**Exercise description**
Copy out everything from the line containing "the cross, giving" down to the end of the listing, word for word, and leave the pictures out of your answer.

>> START

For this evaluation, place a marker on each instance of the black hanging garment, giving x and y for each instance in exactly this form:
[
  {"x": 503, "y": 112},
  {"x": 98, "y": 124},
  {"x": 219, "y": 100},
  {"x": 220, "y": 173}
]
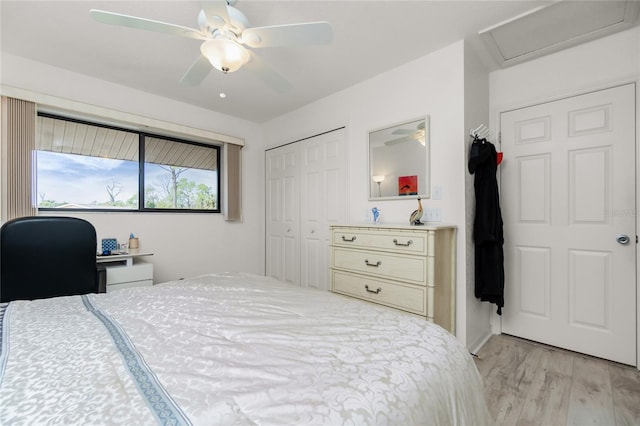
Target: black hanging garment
[{"x": 487, "y": 225}]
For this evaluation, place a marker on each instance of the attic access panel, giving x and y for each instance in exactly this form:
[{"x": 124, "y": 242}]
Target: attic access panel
[{"x": 555, "y": 27}]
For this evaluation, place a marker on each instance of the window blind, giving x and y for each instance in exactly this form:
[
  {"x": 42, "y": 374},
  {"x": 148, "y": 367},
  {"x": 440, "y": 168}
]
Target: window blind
[
  {"x": 233, "y": 166},
  {"x": 18, "y": 135}
]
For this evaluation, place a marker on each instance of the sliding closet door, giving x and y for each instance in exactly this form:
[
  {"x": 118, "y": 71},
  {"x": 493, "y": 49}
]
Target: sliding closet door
[
  {"x": 306, "y": 193},
  {"x": 322, "y": 203},
  {"x": 283, "y": 214}
]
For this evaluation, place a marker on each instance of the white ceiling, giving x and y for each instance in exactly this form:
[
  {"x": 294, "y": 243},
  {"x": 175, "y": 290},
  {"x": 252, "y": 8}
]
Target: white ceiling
[{"x": 370, "y": 37}]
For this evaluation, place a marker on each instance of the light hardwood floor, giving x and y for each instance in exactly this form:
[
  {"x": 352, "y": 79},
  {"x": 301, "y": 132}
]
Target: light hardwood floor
[{"x": 527, "y": 383}]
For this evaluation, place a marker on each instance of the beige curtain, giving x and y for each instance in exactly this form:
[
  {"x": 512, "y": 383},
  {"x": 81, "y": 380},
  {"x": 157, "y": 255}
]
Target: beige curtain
[
  {"x": 17, "y": 147},
  {"x": 233, "y": 191}
]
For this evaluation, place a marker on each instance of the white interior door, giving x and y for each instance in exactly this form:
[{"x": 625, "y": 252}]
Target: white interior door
[
  {"x": 323, "y": 203},
  {"x": 283, "y": 214},
  {"x": 568, "y": 192}
]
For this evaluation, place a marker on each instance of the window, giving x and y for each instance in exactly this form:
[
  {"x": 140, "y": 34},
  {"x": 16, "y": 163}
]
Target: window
[{"x": 82, "y": 165}]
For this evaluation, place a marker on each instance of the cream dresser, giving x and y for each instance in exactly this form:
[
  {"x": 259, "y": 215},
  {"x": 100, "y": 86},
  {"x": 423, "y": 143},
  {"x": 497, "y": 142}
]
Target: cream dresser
[{"x": 411, "y": 268}]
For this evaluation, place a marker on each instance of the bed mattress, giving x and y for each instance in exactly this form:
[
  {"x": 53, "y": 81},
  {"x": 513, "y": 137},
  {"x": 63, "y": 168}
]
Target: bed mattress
[{"x": 230, "y": 349}]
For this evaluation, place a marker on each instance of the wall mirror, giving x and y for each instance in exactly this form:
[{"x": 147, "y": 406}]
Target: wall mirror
[{"x": 399, "y": 161}]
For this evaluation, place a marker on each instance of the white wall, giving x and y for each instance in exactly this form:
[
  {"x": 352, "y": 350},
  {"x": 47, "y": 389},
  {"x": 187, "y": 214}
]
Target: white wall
[
  {"x": 184, "y": 244},
  {"x": 432, "y": 85},
  {"x": 596, "y": 65}
]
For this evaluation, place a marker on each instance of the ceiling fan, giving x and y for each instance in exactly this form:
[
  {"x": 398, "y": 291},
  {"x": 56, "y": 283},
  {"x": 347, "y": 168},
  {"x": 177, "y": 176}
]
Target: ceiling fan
[
  {"x": 419, "y": 134},
  {"x": 225, "y": 32}
]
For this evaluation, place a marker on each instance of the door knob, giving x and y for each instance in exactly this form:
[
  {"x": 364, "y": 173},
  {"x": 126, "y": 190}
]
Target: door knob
[{"x": 623, "y": 239}]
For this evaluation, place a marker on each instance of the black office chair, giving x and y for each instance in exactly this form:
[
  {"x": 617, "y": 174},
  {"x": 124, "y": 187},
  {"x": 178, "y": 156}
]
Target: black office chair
[{"x": 43, "y": 257}]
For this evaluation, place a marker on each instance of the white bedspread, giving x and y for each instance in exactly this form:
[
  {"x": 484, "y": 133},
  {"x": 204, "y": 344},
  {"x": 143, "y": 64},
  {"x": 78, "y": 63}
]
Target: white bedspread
[{"x": 230, "y": 349}]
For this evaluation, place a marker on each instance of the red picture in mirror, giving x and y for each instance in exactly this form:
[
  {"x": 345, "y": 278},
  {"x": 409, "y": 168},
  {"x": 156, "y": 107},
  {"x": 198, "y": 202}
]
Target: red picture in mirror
[{"x": 408, "y": 185}]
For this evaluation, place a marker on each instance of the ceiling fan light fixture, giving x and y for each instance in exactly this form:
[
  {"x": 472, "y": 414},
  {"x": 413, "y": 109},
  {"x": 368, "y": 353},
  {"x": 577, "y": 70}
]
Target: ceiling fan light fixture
[{"x": 224, "y": 54}]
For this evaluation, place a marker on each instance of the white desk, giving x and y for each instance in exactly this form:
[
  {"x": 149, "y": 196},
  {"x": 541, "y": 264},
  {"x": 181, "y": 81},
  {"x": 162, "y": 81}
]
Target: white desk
[{"x": 127, "y": 270}]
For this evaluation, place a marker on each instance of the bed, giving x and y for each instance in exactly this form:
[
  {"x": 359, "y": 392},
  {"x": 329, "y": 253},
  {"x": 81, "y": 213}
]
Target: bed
[{"x": 230, "y": 349}]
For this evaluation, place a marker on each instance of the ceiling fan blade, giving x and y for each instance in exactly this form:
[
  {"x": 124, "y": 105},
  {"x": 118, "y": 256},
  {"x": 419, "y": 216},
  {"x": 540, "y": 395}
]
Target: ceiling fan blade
[
  {"x": 403, "y": 132},
  {"x": 213, "y": 8},
  {"x": 400, "y": 140},
  {"x": 267, "y": 74},
  {"x": 145, "y": 24},
  {"x": 197, "y": 72},
  {"x": 288, "y": 35}
]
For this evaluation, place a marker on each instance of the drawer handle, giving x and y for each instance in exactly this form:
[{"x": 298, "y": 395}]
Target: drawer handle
[
  {"x": 407, "y": 244},
  {"x": 376, "y": 291}
]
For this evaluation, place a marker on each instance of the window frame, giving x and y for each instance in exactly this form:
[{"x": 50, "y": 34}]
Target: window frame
[{"x": 142, "y": 135}]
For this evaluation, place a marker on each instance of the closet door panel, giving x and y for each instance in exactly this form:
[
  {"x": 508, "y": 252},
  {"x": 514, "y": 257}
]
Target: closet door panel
[
  {"x": 283, "y": 215},
  {"x": 305, "y": 193}
]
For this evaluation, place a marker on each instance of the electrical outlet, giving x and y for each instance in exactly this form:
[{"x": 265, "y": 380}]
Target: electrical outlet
[
  {"x": 436, "y": 192},
  {"x": 432, "y": 214}
]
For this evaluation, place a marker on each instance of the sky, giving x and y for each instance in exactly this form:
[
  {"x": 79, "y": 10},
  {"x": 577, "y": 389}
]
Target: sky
[{"x": 83, "y": 180}]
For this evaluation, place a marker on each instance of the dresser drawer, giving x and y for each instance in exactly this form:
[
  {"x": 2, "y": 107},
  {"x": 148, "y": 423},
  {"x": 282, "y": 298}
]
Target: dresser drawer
[
  {"x": 406, "y": 297},
  {"x": 387, "y": 240},
  {"x": 120, "y": 274},
  {"x": 412, "y": 269}
]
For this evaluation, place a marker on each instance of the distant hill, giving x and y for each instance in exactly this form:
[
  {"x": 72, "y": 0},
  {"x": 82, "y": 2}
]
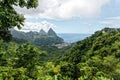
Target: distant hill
[
  {"x": 73, "y": 37},
  {"x": 38, "y": 38}
]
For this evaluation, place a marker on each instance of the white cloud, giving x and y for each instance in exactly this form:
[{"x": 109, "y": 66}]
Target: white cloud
[
  {"x": 65, "y": 9},
  {"x": 31, "y": 26}
]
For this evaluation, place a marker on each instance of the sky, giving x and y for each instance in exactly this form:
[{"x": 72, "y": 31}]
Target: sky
[{"x": 72, "y": 16}]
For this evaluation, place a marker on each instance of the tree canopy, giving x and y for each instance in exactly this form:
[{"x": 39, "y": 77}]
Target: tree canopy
[{"x": 9, "y": 18}]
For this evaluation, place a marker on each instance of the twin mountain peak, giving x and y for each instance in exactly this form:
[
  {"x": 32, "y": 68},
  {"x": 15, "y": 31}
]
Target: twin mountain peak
[{"x": 50, "y": 32}]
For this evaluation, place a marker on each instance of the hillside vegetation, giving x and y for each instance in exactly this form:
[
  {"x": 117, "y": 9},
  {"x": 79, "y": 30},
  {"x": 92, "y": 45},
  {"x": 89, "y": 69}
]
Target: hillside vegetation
[{"x": 94, "y": 58}]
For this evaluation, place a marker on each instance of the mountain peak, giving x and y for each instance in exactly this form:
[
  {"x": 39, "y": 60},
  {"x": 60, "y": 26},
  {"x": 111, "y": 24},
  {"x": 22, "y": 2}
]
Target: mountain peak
[
  {"x": 42, "y": 32},
  {"x": 51, "y": 32}
]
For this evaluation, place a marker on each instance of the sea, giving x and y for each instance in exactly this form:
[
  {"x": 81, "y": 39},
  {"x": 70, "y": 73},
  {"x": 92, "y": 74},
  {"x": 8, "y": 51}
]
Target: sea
[{"x": 73, "y": 37}]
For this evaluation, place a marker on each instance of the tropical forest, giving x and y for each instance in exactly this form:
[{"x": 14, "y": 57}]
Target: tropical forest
[{"x": 46, "y": 56}]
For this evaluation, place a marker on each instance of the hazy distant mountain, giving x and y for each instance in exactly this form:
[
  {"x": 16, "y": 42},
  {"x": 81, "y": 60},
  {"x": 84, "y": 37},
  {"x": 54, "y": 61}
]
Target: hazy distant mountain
[
  {"x": 72, "y": 37},
  {"x": 38, "y": 38},
  {"x": 51, "y": 32}
]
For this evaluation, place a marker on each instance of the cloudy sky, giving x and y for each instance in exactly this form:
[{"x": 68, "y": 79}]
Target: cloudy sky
[{"x": 72, "y": 16}]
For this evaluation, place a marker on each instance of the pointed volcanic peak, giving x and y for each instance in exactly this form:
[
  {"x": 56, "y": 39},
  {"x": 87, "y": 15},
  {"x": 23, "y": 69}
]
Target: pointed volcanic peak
[
  {"x": 51, "y": 32},
  {"x": 42, "y": 32}
]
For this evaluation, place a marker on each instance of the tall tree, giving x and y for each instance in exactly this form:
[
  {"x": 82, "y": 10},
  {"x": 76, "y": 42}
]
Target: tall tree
[{"x": 9, "y": 18}]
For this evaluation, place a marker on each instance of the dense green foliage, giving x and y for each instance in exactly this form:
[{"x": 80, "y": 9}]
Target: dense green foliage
[
  {"x": 97, "y": 56},
  {"x": 36, "y": 38},
  {"x": 9, "y": 18}
]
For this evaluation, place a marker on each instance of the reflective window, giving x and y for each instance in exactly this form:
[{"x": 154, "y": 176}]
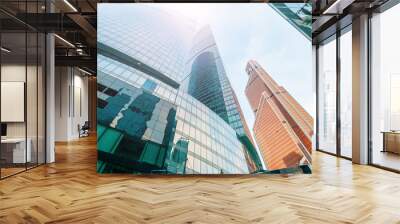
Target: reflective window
[
  {"x": 327, "y": 96},
  {"x": 385, "y": 89}
]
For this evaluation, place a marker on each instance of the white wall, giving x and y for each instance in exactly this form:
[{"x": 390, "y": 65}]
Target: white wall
[{"x": 71, "y": 94}]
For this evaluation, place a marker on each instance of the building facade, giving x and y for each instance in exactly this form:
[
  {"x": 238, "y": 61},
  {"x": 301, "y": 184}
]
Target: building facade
[
  {"x": 283, "y": 128},
  {"x": 149, "y": 120}
]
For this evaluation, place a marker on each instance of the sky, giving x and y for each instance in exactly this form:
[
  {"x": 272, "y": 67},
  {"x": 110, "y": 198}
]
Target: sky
[{"x": 256, "y": 31}]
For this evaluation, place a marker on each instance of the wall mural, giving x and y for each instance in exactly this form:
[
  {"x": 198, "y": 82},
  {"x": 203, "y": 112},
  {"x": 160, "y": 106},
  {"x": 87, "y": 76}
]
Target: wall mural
[{"x": 171, "y": 102}]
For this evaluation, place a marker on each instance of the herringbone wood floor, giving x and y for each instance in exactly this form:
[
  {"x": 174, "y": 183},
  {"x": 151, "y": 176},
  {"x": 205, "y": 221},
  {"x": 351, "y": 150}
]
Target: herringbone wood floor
[{"x": 70, "y": 191}]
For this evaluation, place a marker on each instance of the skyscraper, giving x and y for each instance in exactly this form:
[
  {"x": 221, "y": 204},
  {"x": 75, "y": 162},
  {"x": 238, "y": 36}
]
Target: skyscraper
[
  {"x": 207, "y": 82},
  {"x": 283, "y": 128},
  {"x": 154, "y": 114}
]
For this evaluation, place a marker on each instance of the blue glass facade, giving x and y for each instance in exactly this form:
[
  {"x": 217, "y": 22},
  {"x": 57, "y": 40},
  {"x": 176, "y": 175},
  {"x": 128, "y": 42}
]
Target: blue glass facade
[{"x": 149, "y": 120}]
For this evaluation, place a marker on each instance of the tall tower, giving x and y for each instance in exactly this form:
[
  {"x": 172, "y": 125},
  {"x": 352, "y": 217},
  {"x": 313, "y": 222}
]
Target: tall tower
[
  {"x": 207, "y": 82},
  {"x": 148, "y": 122},
  {"x": 283, "y": 128}
]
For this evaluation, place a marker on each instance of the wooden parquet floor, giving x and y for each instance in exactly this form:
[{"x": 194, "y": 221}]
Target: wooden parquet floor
[{"x": 70, "y": 191}]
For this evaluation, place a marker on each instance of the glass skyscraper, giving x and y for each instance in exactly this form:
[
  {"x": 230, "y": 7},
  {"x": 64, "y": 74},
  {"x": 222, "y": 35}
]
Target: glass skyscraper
[{"x": 165, "y": 104}]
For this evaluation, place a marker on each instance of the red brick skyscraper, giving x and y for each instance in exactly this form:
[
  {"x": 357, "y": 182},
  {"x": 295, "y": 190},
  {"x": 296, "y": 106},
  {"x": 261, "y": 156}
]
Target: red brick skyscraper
[{"x": 283, "y": 129}]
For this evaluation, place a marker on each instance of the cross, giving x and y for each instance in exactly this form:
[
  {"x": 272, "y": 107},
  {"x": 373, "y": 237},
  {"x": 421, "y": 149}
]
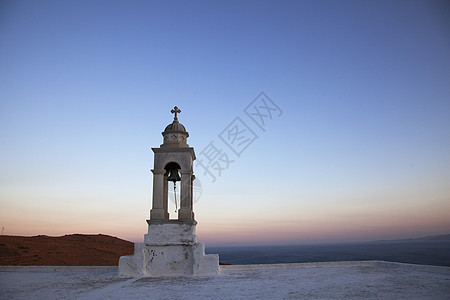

>> END

**Output**
For this evaluation, place a marker on each instance of the cross, giving x and y for each instance in exactly this form:
[
  {"x": 272, "y": 107},
  {"x": 373, "y": 237},
  {"x": 421, "y": 149}
]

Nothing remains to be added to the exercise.